Exercise tasks ▸
1. In the review of "Dance Fever," which collaborators produced the album alongside Florence Welch?
2. Summarize the review of "Dance Fever" in two sentences.
3. Continue the review of "Dance Fever" from the point where it stops.

Text shown ▸

Florence + the Machine burst onto the scene in 2009 and 2010 thanks to the strength of their album “Lungs” and its breakout single “Dog Days are Over.” Over the years, the band has released more, often wonderful, albums, toured and gone on the festival circuit, but their latest effort, “Dance Fever” is my favorite complete album of theirs ever.
The album was largely produced by Florence Welch, the “Florence” in Florence + the Machine, along with collaborators Jack Antonoff of Bleachers and Dave Bayley of Glass Animals. Infusing Welch’s soaring vocals with the maximalist indie pop rock sensibilities of Antonoff and Bayley works like magic. The song “Daffodil” builds and builds before climaxing with a cinematic crescendo, and that’s just one of many standout moments in the album’s 47-minute runtime.

Collected data entries:

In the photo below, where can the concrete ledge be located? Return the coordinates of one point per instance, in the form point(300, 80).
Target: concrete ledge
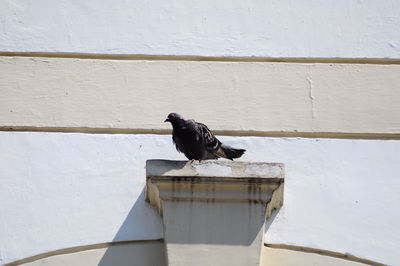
point(214, 210)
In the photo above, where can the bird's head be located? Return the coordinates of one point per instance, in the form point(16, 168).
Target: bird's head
point(173, 118)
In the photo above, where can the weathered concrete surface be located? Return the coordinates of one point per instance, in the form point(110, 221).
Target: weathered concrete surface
point(214, 211)
point(112, 94)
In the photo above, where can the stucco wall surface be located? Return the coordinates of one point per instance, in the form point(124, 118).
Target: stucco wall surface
point(149, 253)
point(274, 28)
point(62, 190)
point(54, 92)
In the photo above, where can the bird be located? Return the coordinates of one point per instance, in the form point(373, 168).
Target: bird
point(197, 142)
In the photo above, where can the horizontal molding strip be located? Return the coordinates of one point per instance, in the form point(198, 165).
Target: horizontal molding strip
point(238, 133)
point(325, 253)
point(236, 97)
point(78, 249)
point(378, 61)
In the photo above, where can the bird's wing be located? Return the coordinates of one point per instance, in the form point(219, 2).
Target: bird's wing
point(206, 137)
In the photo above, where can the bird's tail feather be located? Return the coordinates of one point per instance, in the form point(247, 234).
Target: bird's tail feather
point(232, 153)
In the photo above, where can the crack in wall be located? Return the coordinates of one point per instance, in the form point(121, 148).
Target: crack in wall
point(311, 95)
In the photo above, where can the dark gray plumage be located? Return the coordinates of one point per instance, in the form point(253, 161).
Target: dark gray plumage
point(197, 142)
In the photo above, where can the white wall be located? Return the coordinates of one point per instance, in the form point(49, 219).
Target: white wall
point(65, 190)
point(274, 28)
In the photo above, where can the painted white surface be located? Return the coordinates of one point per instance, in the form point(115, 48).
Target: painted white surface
point(62, 190)
point(55, 92)
point(132, 254)
point(274, 28)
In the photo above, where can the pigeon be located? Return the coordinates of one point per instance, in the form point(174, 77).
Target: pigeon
point(197, 142)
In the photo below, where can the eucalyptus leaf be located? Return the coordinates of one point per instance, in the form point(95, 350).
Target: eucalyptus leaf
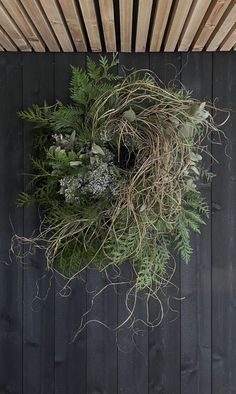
point(75, 163)
point(97, 150)
point(129, 115)
point(187, 130)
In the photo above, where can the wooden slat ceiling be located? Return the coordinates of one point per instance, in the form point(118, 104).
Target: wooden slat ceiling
point(117, 25)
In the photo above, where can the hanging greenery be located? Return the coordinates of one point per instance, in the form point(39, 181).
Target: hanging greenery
point(117, 174)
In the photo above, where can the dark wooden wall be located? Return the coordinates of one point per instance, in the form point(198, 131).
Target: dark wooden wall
point(194, 349)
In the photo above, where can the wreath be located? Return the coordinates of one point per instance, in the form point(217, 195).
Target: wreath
point(117, 174)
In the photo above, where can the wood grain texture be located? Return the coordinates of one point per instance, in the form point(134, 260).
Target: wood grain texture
point(179, 15)
point(8, 24)
point(6, 42)
point(42, 359)
point(72, 18)
point(132, 341)
point(196, 276)
point(126, 20)
point(70, 357)
point(11, 278)
point(18, 13)
point(108, 23)
point(193, 22)
point(91, 24)
point(143, 22)
point(164, 340)
point(159, 24)
point(36, 14)
point(38, 307)
point(224, 232)
point(213, 18)
point(54, 16)
point(223, 30)
point(229, 41)
point(102, 363)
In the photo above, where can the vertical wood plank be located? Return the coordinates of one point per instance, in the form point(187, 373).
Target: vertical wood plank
point(133, 346)
point(101, 341)
point(164, 340)
point(38, 354)
point(70, 357)
point(224, 232)
point(196, 277)
point(11, 163)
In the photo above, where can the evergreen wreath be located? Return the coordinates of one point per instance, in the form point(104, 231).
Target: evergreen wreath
point(117, 174)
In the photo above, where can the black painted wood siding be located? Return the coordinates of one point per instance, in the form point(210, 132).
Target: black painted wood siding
point(194, 349)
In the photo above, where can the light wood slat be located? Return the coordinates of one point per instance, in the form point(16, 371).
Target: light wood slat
point(159, 25)
point(17, 12)
point(108, 23)
point(53, 14)
point(144, 14)
point(13, 31)
point(223, 30)
point(35, 12)
point(6, 42)
point(229, 40)
point(126, 20)
point(193, 22)
point(177, 21)
point(91, 23)
point(72, 18)
point(210, 24)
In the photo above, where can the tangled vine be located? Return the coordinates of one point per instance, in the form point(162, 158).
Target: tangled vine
point(117, 174)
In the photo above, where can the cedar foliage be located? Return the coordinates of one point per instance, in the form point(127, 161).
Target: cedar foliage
point(117, 173)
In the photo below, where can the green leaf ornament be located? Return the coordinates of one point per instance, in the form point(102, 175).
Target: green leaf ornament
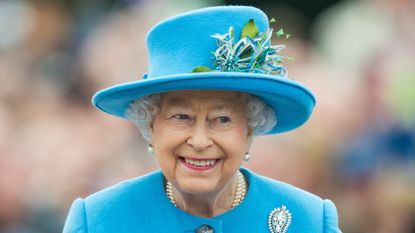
point(250, 29)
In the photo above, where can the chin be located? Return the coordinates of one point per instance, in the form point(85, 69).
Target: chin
point(198, 186)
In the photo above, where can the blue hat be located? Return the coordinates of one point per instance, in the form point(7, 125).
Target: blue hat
point(231, 45)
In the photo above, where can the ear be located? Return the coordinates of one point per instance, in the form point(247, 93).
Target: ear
point(250, 136)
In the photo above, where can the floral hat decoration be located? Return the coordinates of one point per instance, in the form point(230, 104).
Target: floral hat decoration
point(217, 48)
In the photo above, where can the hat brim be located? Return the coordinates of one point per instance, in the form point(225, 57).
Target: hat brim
point(292, 102)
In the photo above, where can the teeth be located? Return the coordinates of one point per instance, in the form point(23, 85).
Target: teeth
point(200, 163)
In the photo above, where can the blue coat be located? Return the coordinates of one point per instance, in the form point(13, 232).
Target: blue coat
point(140, 205)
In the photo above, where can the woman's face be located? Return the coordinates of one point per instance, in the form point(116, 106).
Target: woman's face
point(200, 138)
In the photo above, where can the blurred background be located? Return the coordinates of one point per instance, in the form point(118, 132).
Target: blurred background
point(358, 148)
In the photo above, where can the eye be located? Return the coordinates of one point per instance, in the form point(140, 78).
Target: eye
point(181, 117)
point(223, 119)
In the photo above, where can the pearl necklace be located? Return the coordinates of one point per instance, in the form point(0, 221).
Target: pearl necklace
point(239, 195)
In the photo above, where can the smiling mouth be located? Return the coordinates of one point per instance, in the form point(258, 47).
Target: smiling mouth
point(199, 164)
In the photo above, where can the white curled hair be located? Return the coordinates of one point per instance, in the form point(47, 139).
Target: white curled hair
point(261, 118)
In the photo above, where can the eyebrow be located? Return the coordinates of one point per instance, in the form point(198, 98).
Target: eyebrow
point(223, 103)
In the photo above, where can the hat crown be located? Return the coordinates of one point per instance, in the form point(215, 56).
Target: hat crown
point(178, 45)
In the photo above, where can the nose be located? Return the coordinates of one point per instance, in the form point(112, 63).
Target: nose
point(199, 137)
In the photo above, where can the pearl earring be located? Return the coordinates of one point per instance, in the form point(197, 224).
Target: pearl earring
point(247, 157)
point(150, 149)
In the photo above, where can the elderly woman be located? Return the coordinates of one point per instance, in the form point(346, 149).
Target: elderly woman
point(214, 82)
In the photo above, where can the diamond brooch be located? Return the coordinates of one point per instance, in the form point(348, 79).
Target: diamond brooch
point(279, 220)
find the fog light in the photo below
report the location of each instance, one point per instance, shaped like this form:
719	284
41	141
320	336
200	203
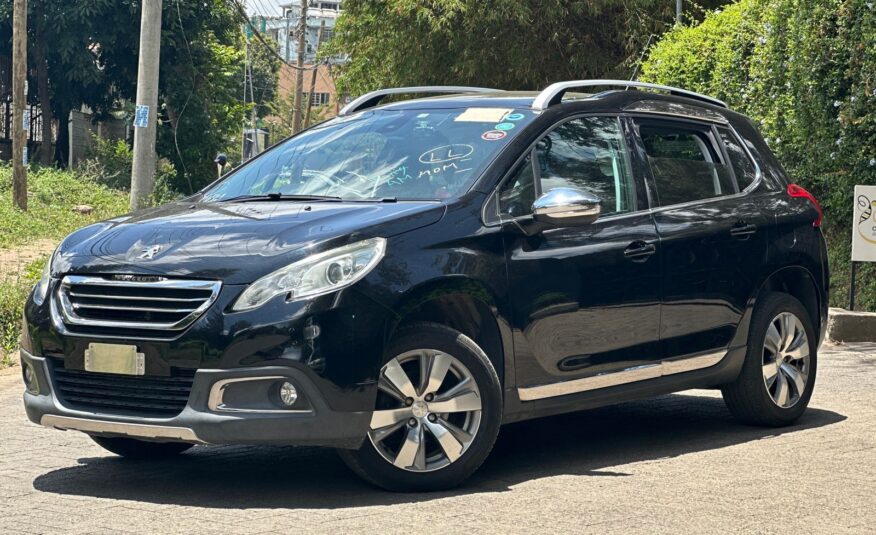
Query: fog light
30	381
288	394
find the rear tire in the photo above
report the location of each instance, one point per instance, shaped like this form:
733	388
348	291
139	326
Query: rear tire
439	408
778	376
131	448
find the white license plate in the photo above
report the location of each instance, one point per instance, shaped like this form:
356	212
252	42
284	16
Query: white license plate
114	358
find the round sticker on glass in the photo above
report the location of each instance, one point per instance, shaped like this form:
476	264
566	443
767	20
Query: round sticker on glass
493	135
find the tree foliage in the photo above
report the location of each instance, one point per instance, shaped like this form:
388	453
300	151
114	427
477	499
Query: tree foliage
523	44
91	49
805	70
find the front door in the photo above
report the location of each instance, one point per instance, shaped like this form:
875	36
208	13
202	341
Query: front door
585	299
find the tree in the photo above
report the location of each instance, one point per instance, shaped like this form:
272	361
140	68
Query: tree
85	53
803	70
519	44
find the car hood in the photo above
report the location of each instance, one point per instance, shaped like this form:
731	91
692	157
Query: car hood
233	242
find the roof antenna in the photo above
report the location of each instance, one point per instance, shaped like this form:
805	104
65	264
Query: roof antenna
641	57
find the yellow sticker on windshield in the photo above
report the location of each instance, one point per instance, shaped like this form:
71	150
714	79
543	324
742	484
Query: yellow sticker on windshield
482	115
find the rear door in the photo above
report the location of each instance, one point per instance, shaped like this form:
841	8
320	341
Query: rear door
712	234
586	299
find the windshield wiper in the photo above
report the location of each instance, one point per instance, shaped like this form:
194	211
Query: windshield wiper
281	197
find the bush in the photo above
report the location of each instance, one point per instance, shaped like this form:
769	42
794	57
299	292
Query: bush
13	294
52	194
803	70
110	164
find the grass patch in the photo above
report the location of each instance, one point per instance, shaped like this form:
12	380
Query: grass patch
52	194
13	294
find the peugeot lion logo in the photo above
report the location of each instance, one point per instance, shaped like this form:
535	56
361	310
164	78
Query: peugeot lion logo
149	252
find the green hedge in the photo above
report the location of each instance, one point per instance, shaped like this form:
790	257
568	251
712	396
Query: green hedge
805	71
13	294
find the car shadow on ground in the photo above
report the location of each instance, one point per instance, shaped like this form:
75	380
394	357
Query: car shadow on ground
584	444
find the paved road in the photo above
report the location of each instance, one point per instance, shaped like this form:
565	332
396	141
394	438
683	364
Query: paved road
674	464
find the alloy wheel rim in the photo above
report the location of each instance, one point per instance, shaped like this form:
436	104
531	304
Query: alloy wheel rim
428	411
786	359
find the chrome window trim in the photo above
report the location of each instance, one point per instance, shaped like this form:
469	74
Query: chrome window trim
369	100
69	316
629	375
217	392
88	425
707	115
758	174
499	220
752	187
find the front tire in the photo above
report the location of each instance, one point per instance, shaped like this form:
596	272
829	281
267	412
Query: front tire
437	414
131	448
778	376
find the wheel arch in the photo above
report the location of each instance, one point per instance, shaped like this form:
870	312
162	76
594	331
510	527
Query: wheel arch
466	305
798	282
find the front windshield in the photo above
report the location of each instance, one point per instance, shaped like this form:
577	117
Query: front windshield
377	154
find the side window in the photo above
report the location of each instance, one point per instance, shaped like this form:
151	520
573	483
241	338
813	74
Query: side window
685	164
518	193
588	154
742	165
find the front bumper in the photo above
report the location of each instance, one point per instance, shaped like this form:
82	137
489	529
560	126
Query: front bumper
204	419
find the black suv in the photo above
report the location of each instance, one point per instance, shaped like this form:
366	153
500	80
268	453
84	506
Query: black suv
400	281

Answers ▸
1. Jack Antonoff of Bleachers and Dave Bayley of Glass Animals.

2. Florence + the Machine broke through in 2009 and 2010 with "Lungs" and "Dog Days are Over," and their latest album, "Dance Fever," is the reviewer's favorite complete album of theirs. Welch produced it largely with Jack Antonoff and Dave Bayley, whose maximalist indie pop rock sensibilities pair magically with her soaring vocals, as in the building, cinematic crescendo of "Daffodil."

3.
Beyond just the incredible production, though, “Dance Fever” is full of some of Welch’s best lyrics. Written in part during the COVID-19 pandemic, Welch examines so much of what the rest of us were also musing throughout 2020 and 2021: What she wants out of her life, out of her career, and what it means to be alive in the present day. She longs for the return of normalcy, and what is more relatable than that?
Full of dance beats, introspective lyrics, and the expected pitch-perfect vocal performance from Welch, Dance Fever truly is one of the great albums of 2022.
Dance Fever is available now.
I’m Evan Rook.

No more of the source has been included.